If you have a new set of gears, they have to be broken in on mineral oil BEFORE switching to synthetic. Braden recommends 10 pulls at 60% of the load rating of the winch. Make sure the bushings and gears are lubed before starting the pull by running the winch disengaged for a few minutes. If the gearcase starts getting hot, stop and let it cool before resuming breakin.
I happen to have Meropa available at work, so that's what I'm using for breakin. Others will have to enter the wide world of industrial lubricants- on our next lube essay....

It looked like the case side was responsible for the taper at the leg, and the amount of taper varied depending on whether one case end bolt or two were tightend up. At the time, tapering the shim seemed the quickest way out (before we found that surface grinding thin stainless didn't work too well).

Excellent writeup, I had disassembled mine just before I went out of town, so I'll definitally be referencing this as I start my rebuild. Luckily mine was lightly used so I should be OK with just a refresh and re-assembly.

Could you have machined or ground the end of the drum support to get rid of the taper and then just used a flat piece of shim stock cut to fit to fill the gap?

What do you put in it?

Perhaps the best way to start this is to note three useful worm gear/lube sites, along with revealing what was NOT recommended for worm gear use.
Site #1 is www.qtcgears.com/Q410/QTC/Q410P440.htm -an excellent overview of worm gear tech and lubrication. Site #2 is [url]http://www.noria.com/learning_center/category_article.asp?articleid=1080&relatedbookgro up and Site#3 is http://www.noria.com/learning_center...relatedbookgro .
Now the gear speed/lube chart in site#1 suggest that a grease could be used in a worm gear, and I have a fishing reel worm gear that is grease lubricated. All of the major oil company lubrication engineers I spoke with (Mobil, Shell, Texaco, Exxon) strongly discouraged the idea. The two main objections were inadequate heat dissipation and lubricant channeling. One of the enginners said grease would be okay for a museum exhibit where interior corrosion protection and minimal seal leakage would be major concerns. The manufacturer of John Deere Corn Head Grease (Northland Products) told me they'd never tested it for worm gear use, and if I chose to use it that way, I was on my own. After considering all this learned opinion, I delegated my three tubes of JD grease to winch drum/shaft corrosion protection, and moved on to oil-bath lubrication.

Here is Braden's present recommendation for ambient temp & oil viscosity.

Tier A: -20 to 20 deg- AGMA Grade 3EP, Mobilgear 600XP 100 or equivalent.

Tier B: 0-50 deg- AGMA Grade 5EP, Mobilgear 600XP 220 or equivalent.

Tier C: 40-105 deg- AGMA Grade 7EP, Mobilgear 600XP 460 or equivalent.

Tier D: 90-130+ deg- AGMA Grade 8EP, Mobilgear 600XP 680 or equivalent.

The two important numbers here are the AGMA (American Gear Manufacturers Association) and the ISO (International Standards Organization) viscosity rating (100, 220, etc). The "EP" means Extreme Pressure additives are present, and you have to be very careful about these around brass/bronze. There is another gear lube rating- the SAE system. Many people use an automotive rear end oil instead of the correct worm gear oil- not always a good idea! The following web sites have tables that relate the three viscosity systems- www.synlube.com/images/viscosity_table_2.jpg and www.bobistheoilguy.com/visc.html . I strongly suggest you print out one of these tables for reference- it will help your product comparisons considerably!

→ Supplied information
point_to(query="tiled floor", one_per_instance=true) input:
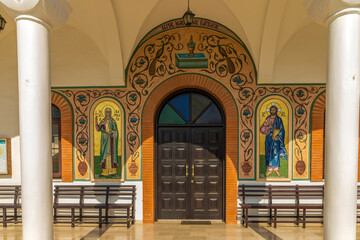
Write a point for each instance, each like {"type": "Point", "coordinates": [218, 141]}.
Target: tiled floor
{"type": "Point", "coordinates": [171, 230]}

→ Task directions
Pick up the forum thread on winch worm gear lubrication, which sits above the material, and continue it from its final sentence.

→ Response to this task
winch shaft greasing

Our last photo essay will deal with winch shaft rustproofing. The drum has a large cavity which can collect moisture over time and allow the winch shaft to rust to the point where heroic measures with Porta-Power and Torch are required to get it off. The best way of preventing this is to fill the cavity with semifluid grease. There are two zerks on either end of the drum which allow filling of a small circumferential slot, but these don't access the drum interior.
If you're doing this singlehanded, you'll have to stand the assembled winch up on the gearcase end, and then block the drum so it's about 1/2 way off the shaft (pic #46). You'll need 3 tubes of grease and a grease gun with a flexible hose. Run the hose down to the end of the drum, and start pumping, moving around the shaft as you go (pic #47). A complete fill will take almost three tubes, and you'll have to remove blocking as the cavity fills up (pic #48). Finish by filling the two zerk cavities, and you're good for years. Do this AFTER checking the winch base/shaft alignment- if you have to shim, it's MUCH easier without the drum weight and bulk in your way (Don't ask me how I know this). I used John Deere Corn Head Grease in the drum- I had originally meant to use it in the gear case, but talking with the supplier and various lubricant engineers steered me away from that idea. Worm gear lubrication will wrap up this series, hopefully it will be a once-in-a-lifetime experience.

The machinist and I thought the .004" taper would be a simple matter of surface grinding- we were quite wrong. The heat generated curled the shim like a potato chip. It happened during the initial sizing from .072" thickness to .070". The shim stock was Super Glued to a steel block, clamped to get an even glue thickness, and allowed to dry overnight. We ended up prying the first attempt off, and starting over. The next attempt featured a 1/2" High Speed Steel end mill- brand new. The block with the shim was supported in Mill vice on blocks and milled down .002" in 1/2 thou passes (pic #44). Next, one end of the block was raised .004" with a wedge, then clamped down and the taper machined in 1/2 thou passes at a moderate feed. Pic #45 shows what stainless does to a new HSS cutter- use carbide if you can get it. When I clamped the new shim in place, the effort was worth it. Fortunately, clamping down all 4 mounting bolts produced no bind.

Squaring up the Base

When I got my winch, I noticed it seemed to stick at a certain point, and would require noticeably increased effort to rotate past. When I looked at the old bushings, they seemed worn oblong. The reason can be seen in pic #40. When I straightened up both base angles on the press, I found that the front had a tapering gap at the Leg varying from .070" to .066". Pic #41 shows how far off the new bushing was when clamped up against the base. When I initially tightened up the outside bolt, the shaft was hard to turn, and tightening up the inside bolt locked it up to the point where I couldn't turn the wormshaft with a screwdriver inserted thru the shear pin hole.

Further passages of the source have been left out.